:: Records for this task ::

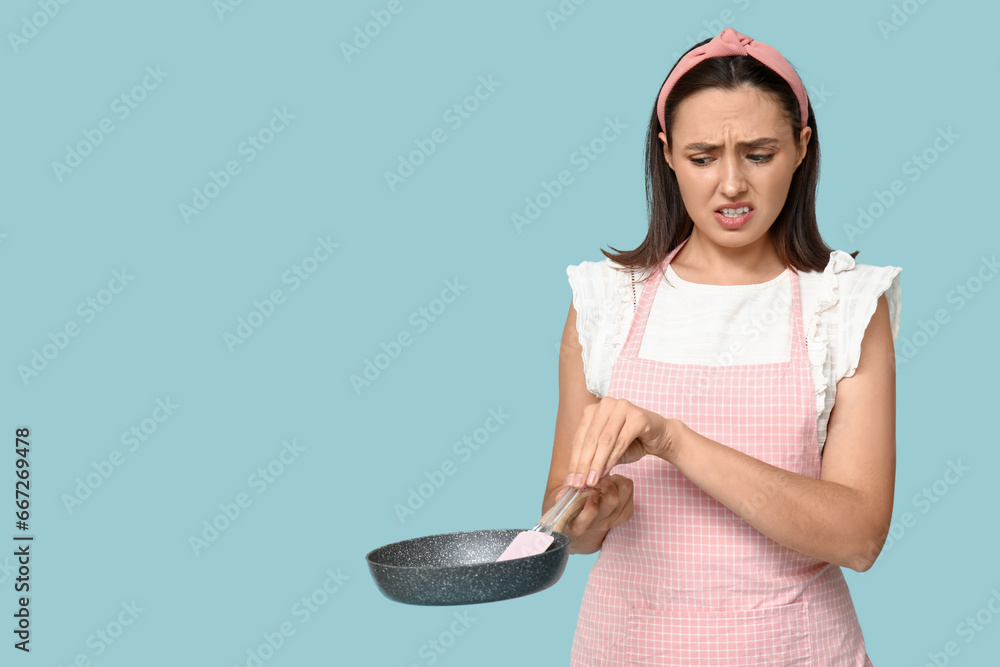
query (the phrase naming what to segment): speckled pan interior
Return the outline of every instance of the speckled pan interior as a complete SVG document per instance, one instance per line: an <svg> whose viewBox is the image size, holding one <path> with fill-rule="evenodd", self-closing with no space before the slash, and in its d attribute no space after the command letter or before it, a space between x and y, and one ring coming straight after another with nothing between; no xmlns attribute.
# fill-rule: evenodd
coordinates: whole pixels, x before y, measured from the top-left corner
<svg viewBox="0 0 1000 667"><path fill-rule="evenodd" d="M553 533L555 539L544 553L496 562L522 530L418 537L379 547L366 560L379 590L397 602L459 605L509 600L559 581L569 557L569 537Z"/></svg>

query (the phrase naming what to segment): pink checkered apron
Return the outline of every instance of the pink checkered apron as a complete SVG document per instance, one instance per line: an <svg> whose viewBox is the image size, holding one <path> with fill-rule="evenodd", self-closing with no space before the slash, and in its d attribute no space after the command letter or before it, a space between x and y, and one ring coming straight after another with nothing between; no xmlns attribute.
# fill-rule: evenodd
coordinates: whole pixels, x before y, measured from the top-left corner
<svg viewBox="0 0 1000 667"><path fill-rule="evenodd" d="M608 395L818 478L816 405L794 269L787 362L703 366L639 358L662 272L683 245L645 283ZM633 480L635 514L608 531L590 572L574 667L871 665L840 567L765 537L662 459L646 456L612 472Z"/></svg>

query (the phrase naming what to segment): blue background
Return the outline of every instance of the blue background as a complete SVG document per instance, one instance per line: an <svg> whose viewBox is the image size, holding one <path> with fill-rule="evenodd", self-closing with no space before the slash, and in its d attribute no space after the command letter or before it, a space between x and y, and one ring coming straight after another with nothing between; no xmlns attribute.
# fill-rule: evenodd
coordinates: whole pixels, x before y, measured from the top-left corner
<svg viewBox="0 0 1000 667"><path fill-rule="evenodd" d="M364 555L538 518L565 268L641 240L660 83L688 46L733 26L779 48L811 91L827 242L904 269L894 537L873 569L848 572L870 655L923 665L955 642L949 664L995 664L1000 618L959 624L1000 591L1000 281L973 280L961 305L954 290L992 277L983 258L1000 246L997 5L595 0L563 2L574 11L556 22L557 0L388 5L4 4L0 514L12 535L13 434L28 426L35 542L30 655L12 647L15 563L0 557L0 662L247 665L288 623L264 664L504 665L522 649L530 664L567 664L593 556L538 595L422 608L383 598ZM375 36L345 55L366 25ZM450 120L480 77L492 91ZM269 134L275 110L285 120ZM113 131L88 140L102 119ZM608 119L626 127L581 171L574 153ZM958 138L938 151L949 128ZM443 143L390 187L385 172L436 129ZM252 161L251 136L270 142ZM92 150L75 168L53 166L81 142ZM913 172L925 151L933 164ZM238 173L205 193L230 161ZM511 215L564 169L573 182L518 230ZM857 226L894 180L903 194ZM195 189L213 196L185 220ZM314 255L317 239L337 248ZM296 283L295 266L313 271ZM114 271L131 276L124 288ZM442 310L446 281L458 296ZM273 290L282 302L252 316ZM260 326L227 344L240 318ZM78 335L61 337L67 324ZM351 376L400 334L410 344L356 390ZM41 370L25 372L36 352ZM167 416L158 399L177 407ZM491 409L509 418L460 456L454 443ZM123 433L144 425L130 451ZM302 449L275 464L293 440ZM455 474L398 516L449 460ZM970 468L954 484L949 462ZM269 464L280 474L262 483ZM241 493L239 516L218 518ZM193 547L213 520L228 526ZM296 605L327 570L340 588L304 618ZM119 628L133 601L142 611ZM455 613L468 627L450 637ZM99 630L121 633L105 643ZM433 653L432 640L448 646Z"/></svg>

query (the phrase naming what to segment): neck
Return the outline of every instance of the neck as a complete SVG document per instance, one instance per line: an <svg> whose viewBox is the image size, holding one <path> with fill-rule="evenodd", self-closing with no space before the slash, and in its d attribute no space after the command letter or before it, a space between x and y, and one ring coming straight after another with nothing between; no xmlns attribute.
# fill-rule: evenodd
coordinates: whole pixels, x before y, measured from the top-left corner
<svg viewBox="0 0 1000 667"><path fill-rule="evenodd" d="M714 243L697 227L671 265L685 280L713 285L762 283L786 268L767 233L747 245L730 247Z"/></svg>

:::

[Your goal] Find the line containing "Return the outline of every instance of the neck" in the data above. Please transcribe it and every line after it, exactly.

[Result below]
Return the outline of every instance of the neck as a complete SVG document per instance, one instance per line: an <svg> whose viewBox is the image size, holding one <path> with fill-rule="evenodd", self-closing with no space before the slash, and in its d attribute no space after the command letter or before it, a space between x and y, and one ring coming straight after another with nothing between; no xmlns attribute.
# fill-rule: evenodd
coordinates: whole pixels, x before y, measured from the top-left corner
<svg viewBox="0 0 1000 667"><path fill-rule="evenodd" d="M714 243L697 227L671 265L685 280L713 285L762 283L786 268L767 233L747 245L730 247Z"/></svg>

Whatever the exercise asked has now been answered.